### PROBLEMS AND TASKS
A. Summarize the SSD article in two sentences.
B. Translate this sentence from the SSD article into Spanish: "Frequent writes to SSDs can shorten their life, but Intel claims two features will give all its X-25 SSDs better reliability than first-generation drives."

### EXTRACT
◆ ◆ ◆ ◆
The Ridata 32 GB drive showed 1,211 IOPS in mixed-read testing by richrelevance, while a 64 GB SanDisk drive yielded 2,163 IOPS. The 80 GB Intel X-25M produced 9,272 IOPS. Throughput tests measured 65 MBps, just under Intel's stated 70 MBps. In production, the drives have slashed latency from 100 msec down to 16 msec.
SLC vs. MLC: Longevity and cost
The M in X-25M stands for "Mainstream" and is a multilevel cell (MLC) version of Intel's new drives. Most enterprise SSD use cases have focused on single-level cell (SLC) drives thought to offer better endurance and data integrity. Kurktchi said richrelevance favored the MLC version because of its lower cost. "We got the X-25Ms for about $600 each for a total cost of $35,000. The X-25Es cost a lot more," he said.
The company's fast-changing environment and redundant parallel infrastructure also ease concerns about MLC drives, Kurktchi said. "The way we architect our infrastructure is highly redundant, and we don't expect data to be retained all that long because our model is updated frequently," he said.
Frequent writes to SSDs can shorten their life, but Intel claims two features will give all its X-25 SSDs better reliability than first-generation drives. The newer drives can reduce "write amplification," a phenomenon that speeds the wear of memory cells that must first be erased completely in 1 MB chunks before new bits of data can be written. Intel also said its SSDs have special algorithmic efficiencies for wear leveling among the individual NAND dies within the SSD.
"With first-generation drives, we would've used them up within about a year," Kurktchi estimated. "With these we're predicting five years."
◆ ◆ ◆ ◆
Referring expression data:
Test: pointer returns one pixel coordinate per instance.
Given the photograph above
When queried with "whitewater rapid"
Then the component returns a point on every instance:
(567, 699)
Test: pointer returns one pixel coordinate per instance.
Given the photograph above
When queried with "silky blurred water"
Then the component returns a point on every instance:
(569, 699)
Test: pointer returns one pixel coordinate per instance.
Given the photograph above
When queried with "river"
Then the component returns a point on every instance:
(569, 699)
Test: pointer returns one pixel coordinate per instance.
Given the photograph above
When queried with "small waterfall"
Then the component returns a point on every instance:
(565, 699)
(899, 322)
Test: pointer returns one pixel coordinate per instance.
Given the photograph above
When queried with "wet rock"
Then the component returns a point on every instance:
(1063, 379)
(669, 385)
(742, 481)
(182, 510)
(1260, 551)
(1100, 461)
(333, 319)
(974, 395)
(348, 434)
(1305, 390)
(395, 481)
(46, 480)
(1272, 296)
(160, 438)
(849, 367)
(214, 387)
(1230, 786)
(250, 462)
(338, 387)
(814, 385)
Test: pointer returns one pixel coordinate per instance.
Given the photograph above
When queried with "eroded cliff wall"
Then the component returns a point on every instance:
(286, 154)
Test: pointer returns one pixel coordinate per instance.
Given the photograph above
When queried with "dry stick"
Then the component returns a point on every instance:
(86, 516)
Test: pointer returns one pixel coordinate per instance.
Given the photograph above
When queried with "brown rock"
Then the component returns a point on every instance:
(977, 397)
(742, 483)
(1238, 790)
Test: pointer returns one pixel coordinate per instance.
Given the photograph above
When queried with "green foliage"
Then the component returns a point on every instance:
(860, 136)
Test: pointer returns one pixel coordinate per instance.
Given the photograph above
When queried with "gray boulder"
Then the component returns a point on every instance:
◆ ◆ ◆ ◆
### WRITTEN ANSWERS
A. In richrelevance's mixed-read testing, Intel's 80 GB X-25M produced 9,272 IOPS, far more than the Ridata and SanDisk drives, and in production the drives cut latency from 100 msec to 16 msec. The company chose this lower-cost multilevel cell model over single-level cell drives, and it expects the drives to last five years rather than about a year.

B. Las escrituras frecuentes en los SSD pueden acortar su vida útil, pero Intel afirma que dos características darán a todos sus SSD X-25 una mayor fiabilidad que la de las unidades de primera generación.